Entries from a pointing dataset:
============
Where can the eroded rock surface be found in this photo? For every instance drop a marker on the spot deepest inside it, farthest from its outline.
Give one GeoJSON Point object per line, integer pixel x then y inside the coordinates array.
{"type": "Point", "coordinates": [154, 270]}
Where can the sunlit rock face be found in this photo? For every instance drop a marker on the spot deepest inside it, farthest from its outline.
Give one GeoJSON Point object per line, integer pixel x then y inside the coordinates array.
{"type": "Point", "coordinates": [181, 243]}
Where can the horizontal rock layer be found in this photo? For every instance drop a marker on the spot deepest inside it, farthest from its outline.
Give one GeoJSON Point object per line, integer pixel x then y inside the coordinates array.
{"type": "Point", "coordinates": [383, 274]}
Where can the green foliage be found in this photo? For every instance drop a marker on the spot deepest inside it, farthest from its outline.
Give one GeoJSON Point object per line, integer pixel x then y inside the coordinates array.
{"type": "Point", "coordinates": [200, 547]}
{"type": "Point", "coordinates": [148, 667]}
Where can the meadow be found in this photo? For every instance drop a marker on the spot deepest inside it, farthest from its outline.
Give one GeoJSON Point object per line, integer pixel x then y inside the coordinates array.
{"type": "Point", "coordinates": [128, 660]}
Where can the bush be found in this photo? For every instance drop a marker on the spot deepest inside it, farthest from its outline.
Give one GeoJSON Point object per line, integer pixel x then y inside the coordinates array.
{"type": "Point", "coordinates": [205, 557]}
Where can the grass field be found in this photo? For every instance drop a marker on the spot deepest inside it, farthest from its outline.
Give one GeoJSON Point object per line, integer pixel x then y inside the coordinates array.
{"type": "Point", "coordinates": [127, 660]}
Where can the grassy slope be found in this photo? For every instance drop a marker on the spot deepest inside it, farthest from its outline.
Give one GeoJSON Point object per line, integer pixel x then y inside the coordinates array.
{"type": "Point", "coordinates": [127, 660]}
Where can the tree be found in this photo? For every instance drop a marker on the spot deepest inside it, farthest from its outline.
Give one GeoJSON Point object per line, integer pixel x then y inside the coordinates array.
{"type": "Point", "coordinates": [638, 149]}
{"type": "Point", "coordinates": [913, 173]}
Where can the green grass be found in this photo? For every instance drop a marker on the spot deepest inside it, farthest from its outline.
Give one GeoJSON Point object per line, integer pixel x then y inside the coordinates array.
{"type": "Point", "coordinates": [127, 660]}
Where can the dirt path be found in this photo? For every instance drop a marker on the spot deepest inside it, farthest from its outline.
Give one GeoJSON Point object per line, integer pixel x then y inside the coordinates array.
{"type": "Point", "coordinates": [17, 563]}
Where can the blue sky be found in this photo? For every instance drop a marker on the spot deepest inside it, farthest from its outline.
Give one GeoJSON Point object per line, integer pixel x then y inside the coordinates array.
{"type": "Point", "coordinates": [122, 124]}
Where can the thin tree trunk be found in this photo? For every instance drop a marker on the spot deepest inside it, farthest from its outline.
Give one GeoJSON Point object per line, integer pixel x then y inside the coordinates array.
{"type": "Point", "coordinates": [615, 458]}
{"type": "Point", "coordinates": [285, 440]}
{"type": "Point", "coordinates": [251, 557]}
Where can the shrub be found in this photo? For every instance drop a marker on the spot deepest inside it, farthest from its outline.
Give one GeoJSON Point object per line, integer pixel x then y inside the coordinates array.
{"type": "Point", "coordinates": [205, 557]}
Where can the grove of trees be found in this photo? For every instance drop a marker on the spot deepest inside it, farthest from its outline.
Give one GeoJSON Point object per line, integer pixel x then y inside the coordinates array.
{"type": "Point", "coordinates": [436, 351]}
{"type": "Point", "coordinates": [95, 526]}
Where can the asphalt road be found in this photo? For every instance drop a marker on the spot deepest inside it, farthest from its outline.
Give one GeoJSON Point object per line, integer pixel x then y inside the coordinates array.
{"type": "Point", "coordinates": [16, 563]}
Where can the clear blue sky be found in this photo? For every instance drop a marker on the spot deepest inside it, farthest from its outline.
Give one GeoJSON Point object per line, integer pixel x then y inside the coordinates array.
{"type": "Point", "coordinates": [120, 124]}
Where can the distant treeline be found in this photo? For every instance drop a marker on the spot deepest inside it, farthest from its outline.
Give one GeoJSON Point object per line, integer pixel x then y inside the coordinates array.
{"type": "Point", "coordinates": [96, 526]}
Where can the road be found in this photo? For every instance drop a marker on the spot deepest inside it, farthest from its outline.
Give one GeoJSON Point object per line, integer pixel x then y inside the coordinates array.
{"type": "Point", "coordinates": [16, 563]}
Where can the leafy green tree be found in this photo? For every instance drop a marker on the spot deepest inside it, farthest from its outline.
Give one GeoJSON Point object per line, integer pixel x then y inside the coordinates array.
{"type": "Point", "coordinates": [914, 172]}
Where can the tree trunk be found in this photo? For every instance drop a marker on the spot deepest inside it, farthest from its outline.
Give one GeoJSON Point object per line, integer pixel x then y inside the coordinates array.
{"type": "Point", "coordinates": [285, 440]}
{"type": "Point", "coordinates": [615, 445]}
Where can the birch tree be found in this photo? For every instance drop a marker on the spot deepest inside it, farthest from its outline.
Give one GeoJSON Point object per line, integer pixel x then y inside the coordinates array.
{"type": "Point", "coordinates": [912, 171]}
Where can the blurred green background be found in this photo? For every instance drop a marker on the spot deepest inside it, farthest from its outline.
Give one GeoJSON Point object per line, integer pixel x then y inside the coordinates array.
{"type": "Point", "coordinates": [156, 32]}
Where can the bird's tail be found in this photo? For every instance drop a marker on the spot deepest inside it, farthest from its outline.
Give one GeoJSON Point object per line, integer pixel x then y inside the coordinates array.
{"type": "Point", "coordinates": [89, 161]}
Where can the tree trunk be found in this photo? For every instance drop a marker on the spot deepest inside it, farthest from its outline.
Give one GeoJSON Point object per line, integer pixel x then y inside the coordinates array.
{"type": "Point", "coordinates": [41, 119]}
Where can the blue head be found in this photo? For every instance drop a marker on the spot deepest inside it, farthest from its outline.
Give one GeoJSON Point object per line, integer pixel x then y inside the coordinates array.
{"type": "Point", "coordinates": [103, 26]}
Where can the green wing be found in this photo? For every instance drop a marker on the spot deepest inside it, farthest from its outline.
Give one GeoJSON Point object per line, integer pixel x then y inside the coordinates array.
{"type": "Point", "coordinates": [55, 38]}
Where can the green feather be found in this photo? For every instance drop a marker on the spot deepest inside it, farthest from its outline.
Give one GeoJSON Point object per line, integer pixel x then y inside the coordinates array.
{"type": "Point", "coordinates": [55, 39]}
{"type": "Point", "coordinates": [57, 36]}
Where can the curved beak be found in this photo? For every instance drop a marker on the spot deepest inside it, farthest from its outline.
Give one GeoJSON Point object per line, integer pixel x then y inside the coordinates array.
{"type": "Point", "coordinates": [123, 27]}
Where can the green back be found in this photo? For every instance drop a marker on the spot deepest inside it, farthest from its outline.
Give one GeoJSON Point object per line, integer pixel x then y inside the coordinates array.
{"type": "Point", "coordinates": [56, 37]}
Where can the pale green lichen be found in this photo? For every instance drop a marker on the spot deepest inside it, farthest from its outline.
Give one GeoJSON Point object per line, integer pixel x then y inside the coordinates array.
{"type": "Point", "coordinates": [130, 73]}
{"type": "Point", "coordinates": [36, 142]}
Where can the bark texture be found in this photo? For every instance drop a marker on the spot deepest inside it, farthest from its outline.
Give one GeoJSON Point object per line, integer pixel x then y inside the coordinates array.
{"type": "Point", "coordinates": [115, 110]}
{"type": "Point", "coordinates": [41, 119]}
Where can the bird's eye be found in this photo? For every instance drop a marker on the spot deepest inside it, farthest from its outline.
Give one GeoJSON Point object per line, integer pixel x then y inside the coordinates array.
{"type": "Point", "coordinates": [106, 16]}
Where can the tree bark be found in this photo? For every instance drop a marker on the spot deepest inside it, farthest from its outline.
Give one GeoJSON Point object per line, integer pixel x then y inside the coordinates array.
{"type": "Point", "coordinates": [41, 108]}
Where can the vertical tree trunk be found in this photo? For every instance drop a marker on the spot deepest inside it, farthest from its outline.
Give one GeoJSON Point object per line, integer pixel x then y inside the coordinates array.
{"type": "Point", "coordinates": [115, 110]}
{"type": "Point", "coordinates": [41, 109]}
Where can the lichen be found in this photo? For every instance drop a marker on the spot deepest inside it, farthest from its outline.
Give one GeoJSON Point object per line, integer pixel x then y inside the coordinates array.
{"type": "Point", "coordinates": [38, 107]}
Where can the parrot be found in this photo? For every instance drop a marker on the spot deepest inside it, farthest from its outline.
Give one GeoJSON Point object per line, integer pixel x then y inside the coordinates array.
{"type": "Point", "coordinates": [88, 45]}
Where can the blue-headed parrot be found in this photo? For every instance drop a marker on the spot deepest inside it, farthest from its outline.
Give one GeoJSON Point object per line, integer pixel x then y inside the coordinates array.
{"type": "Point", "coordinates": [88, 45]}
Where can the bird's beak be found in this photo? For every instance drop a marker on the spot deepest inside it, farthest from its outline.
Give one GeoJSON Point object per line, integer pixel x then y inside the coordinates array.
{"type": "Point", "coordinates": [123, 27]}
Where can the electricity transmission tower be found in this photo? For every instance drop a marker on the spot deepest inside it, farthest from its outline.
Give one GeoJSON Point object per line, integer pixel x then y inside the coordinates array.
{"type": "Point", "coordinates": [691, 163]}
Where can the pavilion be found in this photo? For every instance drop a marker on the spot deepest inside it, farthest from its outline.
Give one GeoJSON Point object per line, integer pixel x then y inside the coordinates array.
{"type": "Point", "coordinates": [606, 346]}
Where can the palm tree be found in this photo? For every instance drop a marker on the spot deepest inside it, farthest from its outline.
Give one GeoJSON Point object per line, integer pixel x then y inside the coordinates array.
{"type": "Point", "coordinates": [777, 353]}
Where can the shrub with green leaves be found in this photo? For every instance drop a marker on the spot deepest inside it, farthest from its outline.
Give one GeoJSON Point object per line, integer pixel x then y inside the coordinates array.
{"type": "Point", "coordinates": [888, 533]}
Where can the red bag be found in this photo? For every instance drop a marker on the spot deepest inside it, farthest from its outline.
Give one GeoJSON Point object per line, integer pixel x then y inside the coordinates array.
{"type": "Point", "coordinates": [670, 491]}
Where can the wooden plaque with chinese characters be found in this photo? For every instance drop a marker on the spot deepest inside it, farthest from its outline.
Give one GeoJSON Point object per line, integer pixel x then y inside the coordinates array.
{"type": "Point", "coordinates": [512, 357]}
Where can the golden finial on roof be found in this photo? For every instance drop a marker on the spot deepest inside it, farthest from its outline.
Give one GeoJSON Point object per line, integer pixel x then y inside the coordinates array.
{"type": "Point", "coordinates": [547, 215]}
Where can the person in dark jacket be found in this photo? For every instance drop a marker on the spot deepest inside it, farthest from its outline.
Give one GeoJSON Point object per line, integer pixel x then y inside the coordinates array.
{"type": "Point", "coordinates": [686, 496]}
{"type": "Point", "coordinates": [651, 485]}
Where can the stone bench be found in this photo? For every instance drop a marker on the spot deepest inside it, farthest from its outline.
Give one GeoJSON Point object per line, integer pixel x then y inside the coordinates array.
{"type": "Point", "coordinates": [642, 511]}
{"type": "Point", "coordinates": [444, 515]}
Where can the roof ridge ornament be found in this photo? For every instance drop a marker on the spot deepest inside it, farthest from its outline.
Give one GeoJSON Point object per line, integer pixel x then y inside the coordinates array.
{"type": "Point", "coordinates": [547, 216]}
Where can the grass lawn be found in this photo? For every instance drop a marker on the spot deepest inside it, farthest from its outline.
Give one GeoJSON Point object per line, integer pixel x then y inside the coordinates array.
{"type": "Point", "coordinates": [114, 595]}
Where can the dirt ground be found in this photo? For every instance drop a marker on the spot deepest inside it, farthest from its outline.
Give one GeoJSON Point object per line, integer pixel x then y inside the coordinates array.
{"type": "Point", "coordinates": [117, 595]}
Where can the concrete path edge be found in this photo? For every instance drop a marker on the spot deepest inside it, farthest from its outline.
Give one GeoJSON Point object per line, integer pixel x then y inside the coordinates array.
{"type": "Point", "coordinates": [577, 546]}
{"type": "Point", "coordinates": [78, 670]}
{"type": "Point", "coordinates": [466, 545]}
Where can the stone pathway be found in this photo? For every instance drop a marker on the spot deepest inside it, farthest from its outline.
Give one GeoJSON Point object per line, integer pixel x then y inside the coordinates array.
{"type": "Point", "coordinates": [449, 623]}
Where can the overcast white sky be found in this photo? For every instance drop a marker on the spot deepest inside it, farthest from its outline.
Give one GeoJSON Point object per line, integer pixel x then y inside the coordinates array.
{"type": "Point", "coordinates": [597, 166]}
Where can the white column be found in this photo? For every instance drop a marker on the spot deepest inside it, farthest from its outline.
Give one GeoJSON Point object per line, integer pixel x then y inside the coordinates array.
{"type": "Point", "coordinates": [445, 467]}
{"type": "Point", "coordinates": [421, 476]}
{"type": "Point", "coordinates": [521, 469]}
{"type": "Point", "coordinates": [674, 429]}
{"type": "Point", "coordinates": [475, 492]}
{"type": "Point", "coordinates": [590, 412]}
============
EXERCISE AIM
Would you give again, word for word, every line from the one with "Where can the concrete" through the final line of the listing above?

PROBLEM SOLUTION
Where can the concrete path edge be found in this photo? For every instance drop a marker on the spot deepest inside it, farthest from its outline.
Give one GeoJSON Point object per line, integer pixel x then y inside the coordinates array.
{"type": "Point", "coordinates": [577, 546]}
{"type": "Point", "coordinates": [78, 670]}
{"type": "Point", "coordinates": [466, 545]}
Where can the stone pathway be found in this photo? For every instance drop a marker on the spot deepest inside it, farthest from its outline.
Give one GeoJSON Point object per line, integer pixel x then y inside the coordinates array.
{"type": "Point", "coordinates": [449, 623]}
Where can the overcast white sky be found in this photo? For every instance drop a marker on the spot deepest inside it, farthest from its outline.
Give one GeoJSON Point object per line, integer pixel x then y inside the coordinates array.
{"type": "Point", "coordinates": [597, 166]}
Where can the white column be found in this photo? For every instance drop a marker on the spot deepest inside it, farthest from its outline.
Give one GeoJSON Point object per line, integer pixel x then y inside the coordinates array.
{"type": "Point", "coordinates": [445, 467]}
{"type": "Point", "coordinates": [421, 476]}
{"type": "Point", "coordinates": [521, 469]}
{"type": "Point", "coordinates": [674, 429]}
{"type": "Point", "coordinates": [475, 492]}
{"type": "Point", "coordinates": [590, 412]}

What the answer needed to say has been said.